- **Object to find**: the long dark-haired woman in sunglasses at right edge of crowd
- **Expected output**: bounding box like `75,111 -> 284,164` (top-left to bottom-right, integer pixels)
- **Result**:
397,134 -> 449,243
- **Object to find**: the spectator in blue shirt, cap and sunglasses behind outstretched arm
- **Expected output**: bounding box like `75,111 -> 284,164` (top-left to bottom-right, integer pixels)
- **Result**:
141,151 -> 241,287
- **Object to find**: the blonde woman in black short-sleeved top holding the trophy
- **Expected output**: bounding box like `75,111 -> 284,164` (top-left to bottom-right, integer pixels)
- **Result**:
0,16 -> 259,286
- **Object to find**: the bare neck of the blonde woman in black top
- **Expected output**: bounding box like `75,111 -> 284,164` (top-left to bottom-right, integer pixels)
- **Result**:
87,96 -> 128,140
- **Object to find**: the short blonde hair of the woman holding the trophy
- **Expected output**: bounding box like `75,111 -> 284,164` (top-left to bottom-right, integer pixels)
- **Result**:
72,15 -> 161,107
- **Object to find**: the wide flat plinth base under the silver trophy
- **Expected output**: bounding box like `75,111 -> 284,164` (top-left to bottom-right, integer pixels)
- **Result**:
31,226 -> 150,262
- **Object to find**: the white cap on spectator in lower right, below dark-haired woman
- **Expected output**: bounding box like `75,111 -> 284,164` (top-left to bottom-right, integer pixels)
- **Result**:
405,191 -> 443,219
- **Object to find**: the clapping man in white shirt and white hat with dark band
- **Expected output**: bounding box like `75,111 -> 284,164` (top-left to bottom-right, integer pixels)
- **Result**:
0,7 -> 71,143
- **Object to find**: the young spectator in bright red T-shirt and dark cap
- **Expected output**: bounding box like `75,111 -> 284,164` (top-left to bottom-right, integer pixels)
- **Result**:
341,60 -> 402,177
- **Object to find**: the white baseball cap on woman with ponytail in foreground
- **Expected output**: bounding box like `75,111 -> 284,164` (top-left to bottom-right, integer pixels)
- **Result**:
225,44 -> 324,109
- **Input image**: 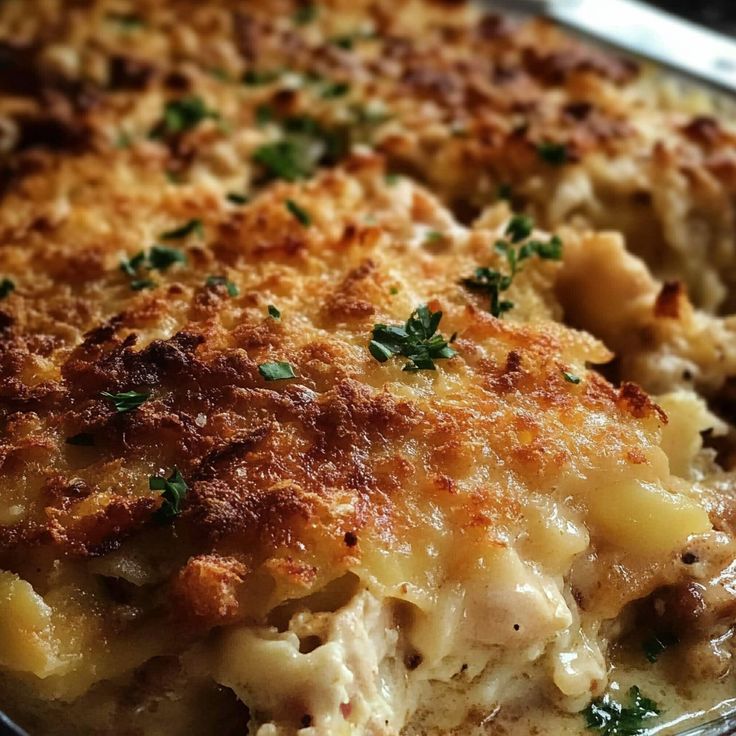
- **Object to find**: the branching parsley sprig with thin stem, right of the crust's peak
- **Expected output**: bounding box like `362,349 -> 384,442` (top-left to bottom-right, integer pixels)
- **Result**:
461,215 -> 562,317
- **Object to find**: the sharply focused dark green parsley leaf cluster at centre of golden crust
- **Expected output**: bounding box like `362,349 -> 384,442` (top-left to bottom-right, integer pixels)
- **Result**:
368,305 -> 457,371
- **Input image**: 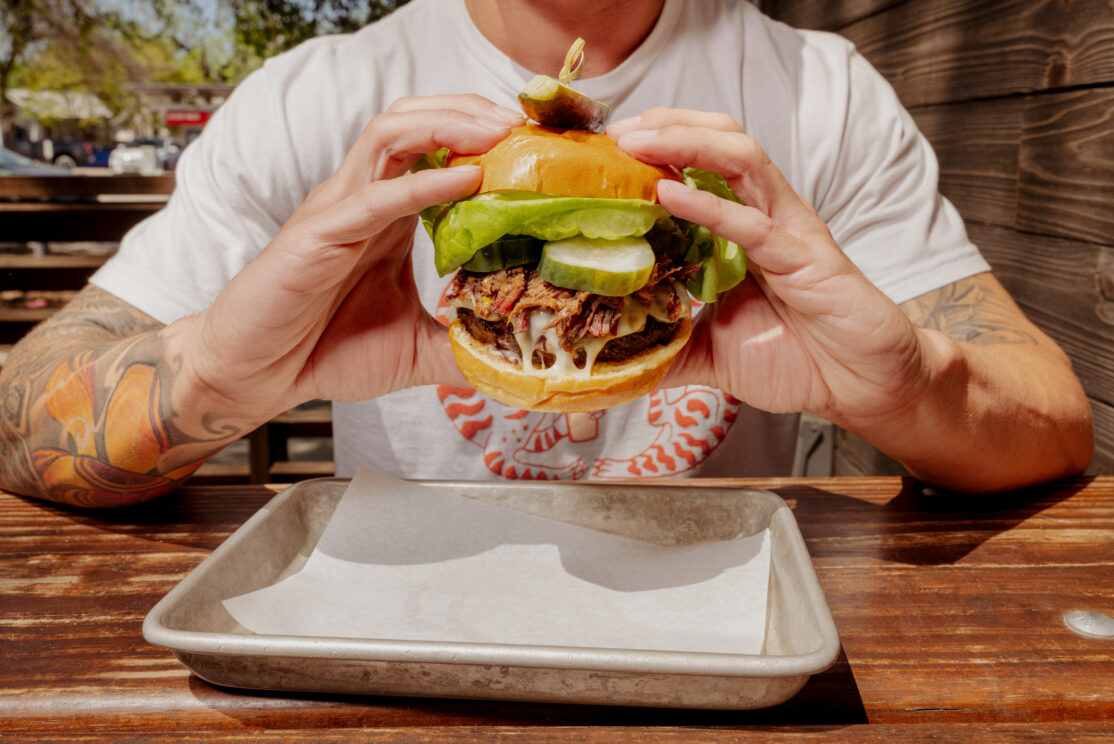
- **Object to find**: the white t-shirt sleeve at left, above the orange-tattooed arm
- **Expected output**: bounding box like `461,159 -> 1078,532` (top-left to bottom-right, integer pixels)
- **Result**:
90,60 -> 304,323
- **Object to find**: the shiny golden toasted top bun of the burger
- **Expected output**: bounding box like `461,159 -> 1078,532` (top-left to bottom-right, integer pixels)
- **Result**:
448,124 -> 677,202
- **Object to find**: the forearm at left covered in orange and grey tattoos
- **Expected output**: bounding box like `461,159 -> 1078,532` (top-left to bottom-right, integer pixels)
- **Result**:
0,287 -> 242,507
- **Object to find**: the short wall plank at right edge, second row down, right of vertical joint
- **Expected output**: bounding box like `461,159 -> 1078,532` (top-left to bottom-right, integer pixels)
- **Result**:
1017,86 -> 1114,245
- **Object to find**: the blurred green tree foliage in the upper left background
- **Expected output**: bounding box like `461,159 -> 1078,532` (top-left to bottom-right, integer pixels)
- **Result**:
0,0 -> 408,141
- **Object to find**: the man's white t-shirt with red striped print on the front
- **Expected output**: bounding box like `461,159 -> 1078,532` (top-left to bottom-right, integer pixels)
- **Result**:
92,0 -> 988,479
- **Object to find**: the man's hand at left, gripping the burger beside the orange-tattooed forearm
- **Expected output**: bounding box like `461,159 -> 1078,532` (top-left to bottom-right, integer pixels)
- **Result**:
167,96 -> 522,421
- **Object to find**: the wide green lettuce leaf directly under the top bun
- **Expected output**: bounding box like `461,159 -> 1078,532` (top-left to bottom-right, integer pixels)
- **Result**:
423,192 -> 670,276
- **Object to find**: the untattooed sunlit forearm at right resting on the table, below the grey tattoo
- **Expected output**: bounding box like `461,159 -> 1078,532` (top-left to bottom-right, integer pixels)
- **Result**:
844,331 -> 1093,492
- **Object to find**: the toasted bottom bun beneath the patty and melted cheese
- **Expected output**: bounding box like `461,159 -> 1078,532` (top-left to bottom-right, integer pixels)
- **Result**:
449,317 -> 692,413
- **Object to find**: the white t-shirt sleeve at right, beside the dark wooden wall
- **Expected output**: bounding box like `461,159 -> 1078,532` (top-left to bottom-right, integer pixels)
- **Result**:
799,37 -> 989,303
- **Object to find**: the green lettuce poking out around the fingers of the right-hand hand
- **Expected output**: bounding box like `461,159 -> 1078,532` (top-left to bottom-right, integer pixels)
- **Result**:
682,168 -> 746,302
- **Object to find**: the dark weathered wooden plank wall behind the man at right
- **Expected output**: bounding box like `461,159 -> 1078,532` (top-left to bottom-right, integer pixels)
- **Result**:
758,0 -> 1114,474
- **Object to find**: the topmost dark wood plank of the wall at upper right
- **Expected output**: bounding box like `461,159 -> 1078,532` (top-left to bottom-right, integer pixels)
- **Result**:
837,0 -> 1114,106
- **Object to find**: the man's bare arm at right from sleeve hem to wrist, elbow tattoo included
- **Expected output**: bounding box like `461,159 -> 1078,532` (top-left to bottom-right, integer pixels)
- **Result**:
843,274 -> 1094,491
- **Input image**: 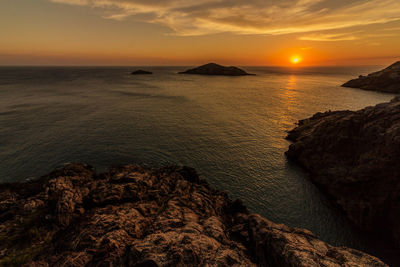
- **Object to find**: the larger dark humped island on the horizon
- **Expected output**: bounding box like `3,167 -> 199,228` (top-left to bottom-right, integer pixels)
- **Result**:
179,63 -> 255,76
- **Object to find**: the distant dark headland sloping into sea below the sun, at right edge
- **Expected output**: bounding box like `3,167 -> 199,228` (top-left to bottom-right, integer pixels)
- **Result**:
342,61 -> 400,93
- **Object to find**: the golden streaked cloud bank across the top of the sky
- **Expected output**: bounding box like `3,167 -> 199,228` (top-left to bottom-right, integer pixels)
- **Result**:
49,0 -> 400,35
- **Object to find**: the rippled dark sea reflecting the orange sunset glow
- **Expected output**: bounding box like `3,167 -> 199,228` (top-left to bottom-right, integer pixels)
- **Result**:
0,66 -> 393,253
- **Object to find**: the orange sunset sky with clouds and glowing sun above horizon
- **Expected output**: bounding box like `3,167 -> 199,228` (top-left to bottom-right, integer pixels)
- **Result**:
0,0 -> 400,66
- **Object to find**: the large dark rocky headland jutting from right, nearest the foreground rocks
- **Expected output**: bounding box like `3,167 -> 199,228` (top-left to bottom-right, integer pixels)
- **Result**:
286,97 -> 400,251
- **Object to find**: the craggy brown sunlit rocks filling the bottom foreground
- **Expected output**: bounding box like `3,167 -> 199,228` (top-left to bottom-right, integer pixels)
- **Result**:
0,164 -> 386,266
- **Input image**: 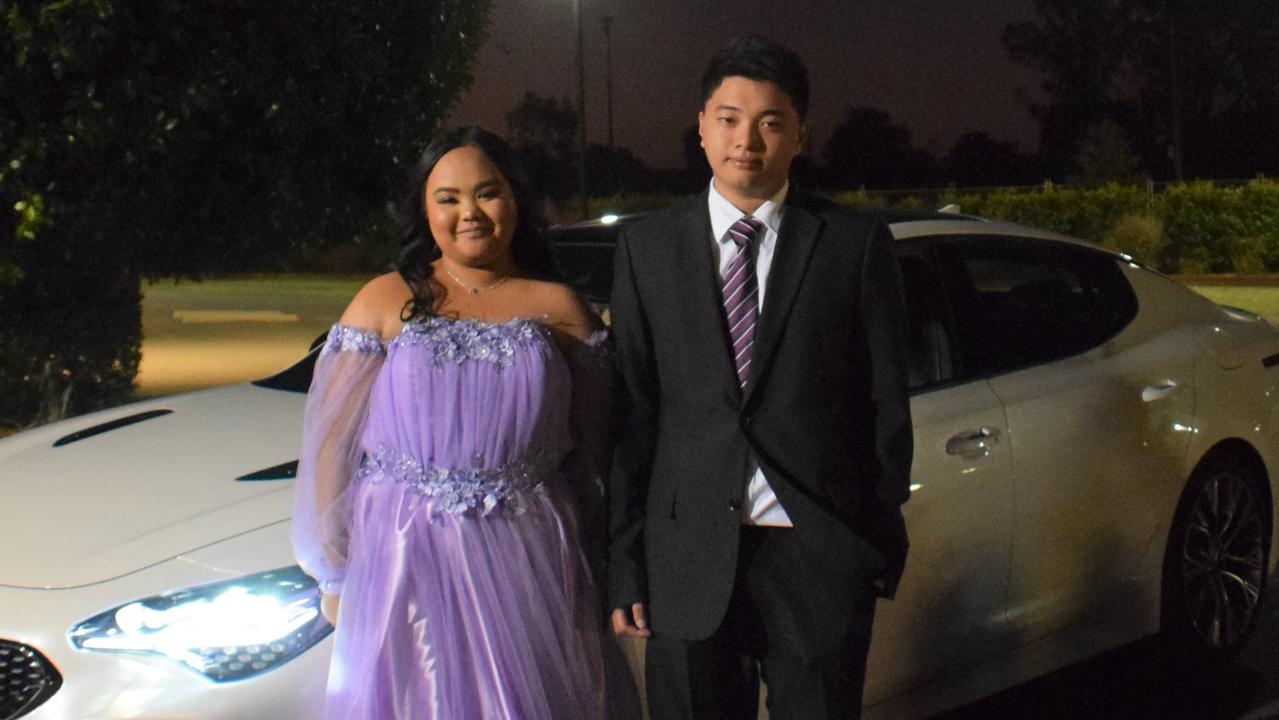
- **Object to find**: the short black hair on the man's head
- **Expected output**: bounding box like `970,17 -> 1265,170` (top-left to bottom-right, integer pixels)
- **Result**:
702,35 -> 808,121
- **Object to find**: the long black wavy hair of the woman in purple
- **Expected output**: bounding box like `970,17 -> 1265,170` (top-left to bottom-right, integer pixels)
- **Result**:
395,125 -> 556,321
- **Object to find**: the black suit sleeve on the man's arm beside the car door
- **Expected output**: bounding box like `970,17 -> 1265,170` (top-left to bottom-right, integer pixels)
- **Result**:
861,223 -> 914,597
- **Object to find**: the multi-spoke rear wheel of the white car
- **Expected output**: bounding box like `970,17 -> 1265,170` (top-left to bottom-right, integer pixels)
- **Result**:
1163,455 -> 1270,665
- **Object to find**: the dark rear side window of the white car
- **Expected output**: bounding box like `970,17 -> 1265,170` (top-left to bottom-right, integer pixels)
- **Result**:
938,238 -> 1137,376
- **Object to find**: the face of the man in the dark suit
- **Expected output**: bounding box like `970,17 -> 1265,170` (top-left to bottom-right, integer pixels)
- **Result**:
697,75 -> 807,212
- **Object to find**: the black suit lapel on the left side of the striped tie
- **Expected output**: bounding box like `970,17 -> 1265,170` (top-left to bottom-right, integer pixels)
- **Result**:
673,192 -> 741,395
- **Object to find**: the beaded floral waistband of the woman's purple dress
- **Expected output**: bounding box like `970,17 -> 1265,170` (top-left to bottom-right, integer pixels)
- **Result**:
357,445 -> 554,517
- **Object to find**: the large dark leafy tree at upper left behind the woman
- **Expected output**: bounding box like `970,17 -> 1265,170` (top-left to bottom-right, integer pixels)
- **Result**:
0,0 -> 487,425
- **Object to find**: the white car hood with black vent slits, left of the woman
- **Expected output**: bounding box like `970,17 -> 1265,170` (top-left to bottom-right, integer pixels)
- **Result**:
0,385 -> 306,588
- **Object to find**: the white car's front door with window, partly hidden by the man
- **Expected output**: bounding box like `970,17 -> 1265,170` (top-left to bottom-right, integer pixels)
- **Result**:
866,242 -> 1013,705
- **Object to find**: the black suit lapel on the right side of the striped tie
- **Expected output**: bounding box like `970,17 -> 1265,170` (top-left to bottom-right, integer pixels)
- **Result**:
743,196 -> 821,404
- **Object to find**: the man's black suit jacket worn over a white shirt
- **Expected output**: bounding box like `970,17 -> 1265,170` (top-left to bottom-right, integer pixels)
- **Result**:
609,189 -> 912,639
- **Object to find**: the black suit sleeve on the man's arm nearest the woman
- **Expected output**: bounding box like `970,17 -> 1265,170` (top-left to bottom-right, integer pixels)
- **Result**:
608,230 -> 659,607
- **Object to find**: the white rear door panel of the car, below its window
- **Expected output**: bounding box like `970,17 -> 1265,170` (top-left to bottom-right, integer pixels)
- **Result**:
991,323 -> 1195,641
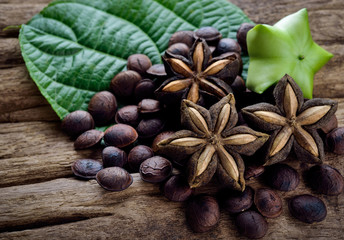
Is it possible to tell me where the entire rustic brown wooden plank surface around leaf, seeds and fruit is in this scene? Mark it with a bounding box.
[0,0,344,239]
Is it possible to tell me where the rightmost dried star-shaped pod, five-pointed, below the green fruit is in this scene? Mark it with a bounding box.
[242,75,338,165]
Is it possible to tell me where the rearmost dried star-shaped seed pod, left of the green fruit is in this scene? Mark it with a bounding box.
[156,38,240,104]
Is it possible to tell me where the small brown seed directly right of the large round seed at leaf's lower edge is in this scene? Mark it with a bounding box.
[115,105,141,127]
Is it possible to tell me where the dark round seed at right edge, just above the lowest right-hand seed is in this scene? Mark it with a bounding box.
[306,164,344,195]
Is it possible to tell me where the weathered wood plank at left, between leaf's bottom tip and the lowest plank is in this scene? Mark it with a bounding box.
[0,122,101,187]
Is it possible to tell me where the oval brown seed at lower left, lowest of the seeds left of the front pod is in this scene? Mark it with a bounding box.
[96,167,133,191]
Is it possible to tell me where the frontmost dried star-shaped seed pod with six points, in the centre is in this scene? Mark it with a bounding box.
[158,94,269,191]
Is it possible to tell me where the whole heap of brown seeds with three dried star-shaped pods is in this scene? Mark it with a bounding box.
[62,24,344,238]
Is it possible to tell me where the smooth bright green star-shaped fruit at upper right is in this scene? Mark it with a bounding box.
[246,8,333,98]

+++

## TASK DESCRIPTION
Which lines in the data above hold the string "lapel"? Show each one.

## REPLY
- **Object to find**: the black suit lapel on the left side of the striped tie
- **Object to find**: the black suit lapel on the right side of the striped tie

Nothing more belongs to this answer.